**Data for processing**
■ ■ ■ ■
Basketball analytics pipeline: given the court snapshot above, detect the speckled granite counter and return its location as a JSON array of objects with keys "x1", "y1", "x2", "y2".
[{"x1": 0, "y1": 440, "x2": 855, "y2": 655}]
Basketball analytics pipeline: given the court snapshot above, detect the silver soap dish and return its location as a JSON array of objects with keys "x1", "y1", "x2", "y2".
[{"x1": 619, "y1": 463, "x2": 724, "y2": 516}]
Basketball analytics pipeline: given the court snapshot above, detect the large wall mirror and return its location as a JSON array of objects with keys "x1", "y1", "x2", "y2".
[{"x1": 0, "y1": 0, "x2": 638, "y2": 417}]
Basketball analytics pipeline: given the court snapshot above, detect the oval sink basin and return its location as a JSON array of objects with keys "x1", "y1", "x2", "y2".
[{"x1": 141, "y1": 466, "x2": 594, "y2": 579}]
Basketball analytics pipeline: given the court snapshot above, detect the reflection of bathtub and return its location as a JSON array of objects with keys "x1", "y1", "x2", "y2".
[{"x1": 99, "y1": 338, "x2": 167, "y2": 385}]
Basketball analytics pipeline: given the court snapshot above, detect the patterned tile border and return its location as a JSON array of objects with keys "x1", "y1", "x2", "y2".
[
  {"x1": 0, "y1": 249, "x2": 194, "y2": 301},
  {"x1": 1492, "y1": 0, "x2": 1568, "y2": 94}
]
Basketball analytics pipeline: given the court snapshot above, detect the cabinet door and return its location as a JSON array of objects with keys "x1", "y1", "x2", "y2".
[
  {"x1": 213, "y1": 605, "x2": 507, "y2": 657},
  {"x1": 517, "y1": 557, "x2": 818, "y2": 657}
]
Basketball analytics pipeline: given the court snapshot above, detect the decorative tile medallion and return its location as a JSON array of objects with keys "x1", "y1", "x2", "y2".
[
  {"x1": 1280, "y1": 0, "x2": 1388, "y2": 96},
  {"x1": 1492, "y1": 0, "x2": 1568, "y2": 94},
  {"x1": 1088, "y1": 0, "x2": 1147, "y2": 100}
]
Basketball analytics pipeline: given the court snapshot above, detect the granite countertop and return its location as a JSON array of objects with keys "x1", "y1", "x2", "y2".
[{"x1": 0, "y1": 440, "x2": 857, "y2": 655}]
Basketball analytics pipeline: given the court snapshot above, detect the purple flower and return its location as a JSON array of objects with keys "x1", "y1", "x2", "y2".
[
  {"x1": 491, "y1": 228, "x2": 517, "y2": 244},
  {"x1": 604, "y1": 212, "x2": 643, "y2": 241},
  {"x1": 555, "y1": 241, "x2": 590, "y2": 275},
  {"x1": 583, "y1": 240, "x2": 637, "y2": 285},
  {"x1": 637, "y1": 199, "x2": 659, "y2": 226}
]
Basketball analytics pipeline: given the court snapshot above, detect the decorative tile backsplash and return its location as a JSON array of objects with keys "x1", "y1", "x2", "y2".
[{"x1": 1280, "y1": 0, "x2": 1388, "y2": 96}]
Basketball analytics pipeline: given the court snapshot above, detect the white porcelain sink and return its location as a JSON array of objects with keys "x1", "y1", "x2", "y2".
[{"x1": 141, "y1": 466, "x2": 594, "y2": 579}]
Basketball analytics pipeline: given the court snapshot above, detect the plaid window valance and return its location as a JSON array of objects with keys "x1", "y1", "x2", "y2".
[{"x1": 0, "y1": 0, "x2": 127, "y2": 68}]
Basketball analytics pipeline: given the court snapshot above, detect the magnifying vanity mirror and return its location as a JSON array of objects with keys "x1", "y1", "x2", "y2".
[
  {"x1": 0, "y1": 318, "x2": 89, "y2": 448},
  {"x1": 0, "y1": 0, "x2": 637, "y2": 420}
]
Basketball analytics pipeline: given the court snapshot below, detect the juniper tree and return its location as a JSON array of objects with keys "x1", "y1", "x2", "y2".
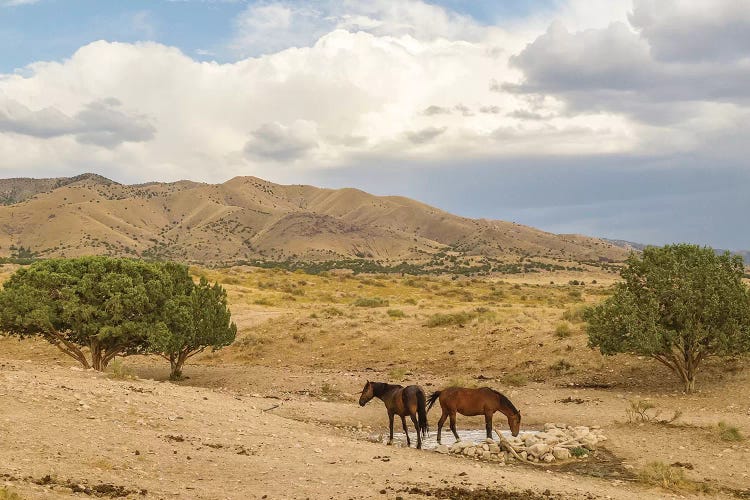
[
  {"x1": 149, "y1": 278, "x2": 237, "y2": 380},
  {"x1": 585, "y1": 244, "x2": 750, "y2": 392},
  {"x1": 0, "y1": 256, "x2": 192, "y2": 370}
]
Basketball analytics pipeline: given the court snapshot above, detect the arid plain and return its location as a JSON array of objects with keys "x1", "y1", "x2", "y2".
[{"x1": 0, "y1": 265, "x2": 750, "y2": 499}]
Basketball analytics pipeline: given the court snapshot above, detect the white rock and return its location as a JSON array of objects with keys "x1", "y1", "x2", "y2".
[
  {"x1": 581, "y1": 434, "x2": 597, "y2": 450},
  {"x1": 526, "y1": 443, "x2": 551, "y2": 457}
]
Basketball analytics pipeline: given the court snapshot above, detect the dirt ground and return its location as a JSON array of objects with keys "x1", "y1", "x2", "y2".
[{"x1": 0, "y1": 268, "x2": 750, "y2": 500}]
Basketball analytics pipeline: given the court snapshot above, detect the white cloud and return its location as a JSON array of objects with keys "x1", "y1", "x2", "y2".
[
  {"x1": 0, "y1": 94, "x2": 154, "y2": 147},
  {"x1": 0, "y1": 0, "x2": 39, "y2": 7},
  {"x1": 0, "y1": 0, "x2": 750, "y2": 186}
]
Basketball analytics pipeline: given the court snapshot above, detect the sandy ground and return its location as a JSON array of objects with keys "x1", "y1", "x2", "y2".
[{"x1": 0, "y1": 351, "x2": 750, "y2": 499}]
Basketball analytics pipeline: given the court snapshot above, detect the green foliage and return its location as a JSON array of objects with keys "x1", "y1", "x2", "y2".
[
  {"x1": 0, "y1": 256, "x2": 192, "y2": 370},
  {"x1": 0, "y1": 488, "x2": 21, "y2": 500},
  {"x1": 585, "y1": 244, "x2": 750, "y2": 392},
  {"x1": 718, "y1": 422, "x2": 745, "y2": 442},
  {"x1": 354, "y1": 297, "x2": 389, "y2": 307},
  {"x1": 148, "y1": 278, "x2": 237, "y2": 379},
  {"x1": 426, "y1": 311, "x2": 477, "y2": 328}
]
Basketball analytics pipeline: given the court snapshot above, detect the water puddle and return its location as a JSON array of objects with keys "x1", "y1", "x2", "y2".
[{"x1": 383, "y1": 428, "x2": 539, "y2": 450}]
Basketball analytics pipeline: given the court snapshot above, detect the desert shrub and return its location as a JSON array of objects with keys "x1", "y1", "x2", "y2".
[
  {"x1": 354, "y1": 297, "x2": 389, "y2": 307},
  {"x1": 501, "y1": 373, "x2": 529, "y2": 387},
  {"x1": 321, "y1": 307, "x2": 344, "y2": 317},
  {"x1": 625, "y1": 399, "x2": 659, "y2": 424},
  {"x1": 718, "y1": 422, "x2": 745, "y2": 442},
  {"x1": 555, "y1": 323, "x2": 573, "y2": 339},
  {"x1": 107, "y1": 359, "x2": 136, "y2": 380},
  {"x1": 550, "y1": 359, "x2": 573, "y2": 375},
  {"x1": 563, "y1": 306, "x2": 586, "y2": 323},
  {"x1": 426, "y1": 311, "x2": 476, "y2": 328}
]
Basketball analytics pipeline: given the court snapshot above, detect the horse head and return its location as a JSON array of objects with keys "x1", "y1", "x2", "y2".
[
  {"x1": 359, "y1": 380, "x2": 375, "y2": 406},
  {"x1": 508, "y1": 411, "x2": 521, "y2": 437}
]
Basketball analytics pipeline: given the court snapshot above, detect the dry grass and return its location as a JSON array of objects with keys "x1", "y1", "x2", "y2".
[
  {"x1": 193, "y1": 267, "x2": 628, "y2": 378},
  {"x1": 717, "y1": 422, "x2": 745, "y2": 442}
]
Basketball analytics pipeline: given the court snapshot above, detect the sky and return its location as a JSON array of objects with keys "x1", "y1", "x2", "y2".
[{"x1": 0, "y1": 0, "x2": 750, "y2": 250}]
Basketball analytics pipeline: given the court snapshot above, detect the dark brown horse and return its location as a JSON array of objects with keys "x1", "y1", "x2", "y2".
[
  {"x1": 427, "y1": 387, "x2": 521, "y2": 443},
  {"x1": 359, "y1": 380, "x2": 428, "y2": 448}
]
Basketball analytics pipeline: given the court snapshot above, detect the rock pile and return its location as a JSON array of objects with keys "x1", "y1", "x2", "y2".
[{"x1": 435, "y1": 423, "x2": 607, "y2": 463}]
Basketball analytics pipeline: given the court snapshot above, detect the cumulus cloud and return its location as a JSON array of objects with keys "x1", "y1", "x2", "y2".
[
  {"x1": 0, "y1": 0, "x2": 750, "y2": 248},
  {"x1": 0, "y1": 98, "x2": 155, "y2": 147},
  {"x1": 230, "y1": 0, "x2": 487, "y2": 55},
  {"x1": 406, "y1": 127, "x2": 447, "y2": 144},
  {"x1": 245, "y1": 120, "x2": 317, "y2": 161},
  {"x1": 0, "y1": 0, "x2": 39, "y2": 7},
  {"x1": 628, "y1": 0, "x2": 750, "y2": 62}
]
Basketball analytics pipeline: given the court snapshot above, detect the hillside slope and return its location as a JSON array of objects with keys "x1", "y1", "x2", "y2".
[{"x1": 0, "y1": 174, "x2": 626, "y2": 263}]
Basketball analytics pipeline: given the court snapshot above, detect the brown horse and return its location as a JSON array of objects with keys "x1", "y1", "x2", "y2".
[
  {"x1": 427, "y1": 387, "x2": 521, "y2": 443},
  {"x1": 359, "y1": 380, "x2": 428, "y2": 448}
]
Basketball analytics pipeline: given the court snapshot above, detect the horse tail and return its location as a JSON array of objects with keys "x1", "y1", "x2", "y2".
[
  {"x1": 427, "y1": 391, "x2": 440, "y2": 411},
  {"x1": 417, "y1": 387, "x2": 430, "y2": 437}
]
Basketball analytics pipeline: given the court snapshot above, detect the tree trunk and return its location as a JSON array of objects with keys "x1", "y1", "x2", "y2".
[
  {"x1": 46, "y1": 332, "x2": 91, "y2": 370},
  {"x1": 653, "y1": 351, "x2": 704, "y2": 394},
  {"x1": 89, "y1": 340, "x2": 107, "y2": 372},
  {"x1": 685, "y1": 375, "x2": 695, "y2": 394},
  {"x1": 169, "y1": 351, "x2": 188, "y2": 380}
]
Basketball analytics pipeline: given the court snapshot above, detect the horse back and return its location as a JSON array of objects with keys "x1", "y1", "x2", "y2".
[
  {"x1": 440, "y1": 387, "x2": 498, "y2": 417},
  {"x1": 399, "y1": 385, "x2": 424, "y2": 417}
]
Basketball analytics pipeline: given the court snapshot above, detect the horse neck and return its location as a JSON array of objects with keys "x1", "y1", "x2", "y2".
[
  {"x1": 372, "y1": 382, "x2": 397, "y2": 400},
  {"x1": 495, "y1": 393, "x2": 518, "y2": 418}
]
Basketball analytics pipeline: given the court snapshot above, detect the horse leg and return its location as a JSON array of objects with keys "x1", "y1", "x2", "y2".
[
  {"x1": 388, "y1": 411, "x2": 394, "y2": 445},
  {"x1": 401, "y1": 415, "x2": 411, "y2": 447},
  {"x1": 438, "y1": 410, "x2": 448, "y2": 444},
  {"x1": 411, "y1": 413, "x2": 422, "y2": 450},
  {"x1": 450, "y1": 411, "x2": 461, "y2": 441}
]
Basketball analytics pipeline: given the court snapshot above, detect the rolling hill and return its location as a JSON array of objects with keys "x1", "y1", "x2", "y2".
[{"x1": 0, "y1": 174, "x2": 627, "y2": 270}]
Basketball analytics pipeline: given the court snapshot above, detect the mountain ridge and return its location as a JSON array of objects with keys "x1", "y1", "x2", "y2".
[{"x1": 0, "y1": 174, "x2": 627, "y2": 272}]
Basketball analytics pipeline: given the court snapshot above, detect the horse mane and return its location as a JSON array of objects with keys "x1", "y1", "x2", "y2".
[
  {"x1": 489, "y1": 387, "x2": 521, "y2": 415},
  {"x1": 370, "y1": 382, "x2": 403, "y2": 397}
]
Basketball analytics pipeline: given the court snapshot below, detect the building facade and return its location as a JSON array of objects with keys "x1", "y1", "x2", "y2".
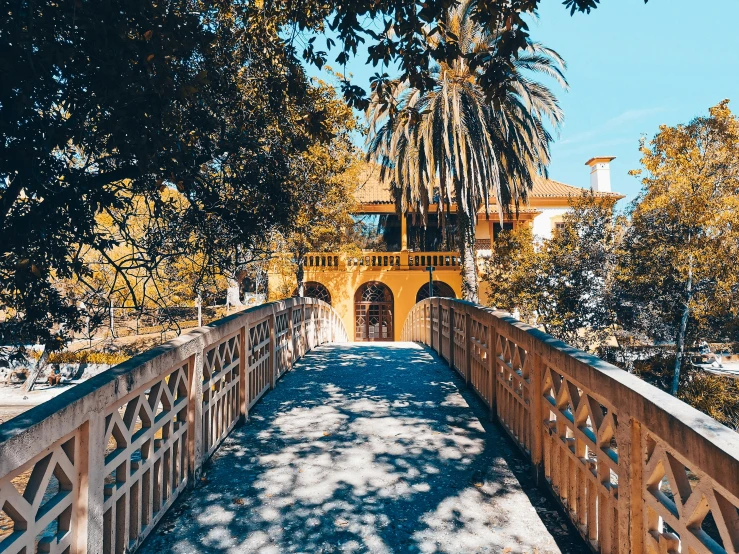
■ ■ ■ ■
**Instruction**
Only the lines from the one that holds "detect the mountain" through the end of the records above should be printed again, exactly as they are. Leave out the pictures.

**Exercise result**
Basketball analytics pipeline: given the court snapshot above, detect the mountain ridge and return its location as a JSON array of objects with keys "x1", "y1", "x2", "y2".
[{"x1": 0, "y1": 174, "x2": 627, "y2": 272}]
Basketball analytics pipeline: given the court snapshot above, detect the horse mane and return its location as a JSON array of objects with keys "x1", "y1", "x2", "y2".
[
  {"x1": 489, "y1": 387, "x2": 521, "y2": 415},
  {"x1": 370, "y1": 382, "x2": 403, "y2": 397}
]
Basketball analytics pipeline: given the court snapshot below, detect the building facade and return its location as a JSON array of objects with keys "x1", "y1", "x2", "y2".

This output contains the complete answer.